Aşağıdaki veride "in red shirt." ifadesini içeren satırla başlayıp "column 432, row 373" ifadesini içeren satırla biten bölümü, iki uçtaki satırlar da dahil olmak üzere, boş satırları atlayarak numaralı bir listeye dönüştürün.
### Çıkarılan veri
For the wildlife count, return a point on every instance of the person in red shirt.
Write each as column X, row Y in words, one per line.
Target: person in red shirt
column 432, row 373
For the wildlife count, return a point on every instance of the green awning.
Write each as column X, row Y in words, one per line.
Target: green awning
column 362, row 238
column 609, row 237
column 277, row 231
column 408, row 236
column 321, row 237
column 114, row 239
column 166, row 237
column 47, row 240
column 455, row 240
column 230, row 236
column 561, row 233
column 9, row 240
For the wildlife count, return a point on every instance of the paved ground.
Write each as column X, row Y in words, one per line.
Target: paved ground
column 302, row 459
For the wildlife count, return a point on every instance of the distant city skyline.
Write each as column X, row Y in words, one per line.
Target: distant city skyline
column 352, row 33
######
### Çıkarılan veri
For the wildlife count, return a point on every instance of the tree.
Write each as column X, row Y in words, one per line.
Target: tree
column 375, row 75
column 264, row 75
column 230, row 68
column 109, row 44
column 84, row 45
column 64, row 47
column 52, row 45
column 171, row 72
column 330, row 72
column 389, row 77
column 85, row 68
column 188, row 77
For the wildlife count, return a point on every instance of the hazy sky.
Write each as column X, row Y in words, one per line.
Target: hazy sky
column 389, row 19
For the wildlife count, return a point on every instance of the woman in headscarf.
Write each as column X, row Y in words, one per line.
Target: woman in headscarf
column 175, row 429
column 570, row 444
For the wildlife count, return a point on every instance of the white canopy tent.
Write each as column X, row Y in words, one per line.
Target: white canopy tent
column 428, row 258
######
■ Tamamlanmış yanıt:
1. For the wildlife count, return a point on every instance of the person in red shirt.
2. Write each as column X, row Y in words, one per line.
3. Target: person in red shirt
4. column 432, row 373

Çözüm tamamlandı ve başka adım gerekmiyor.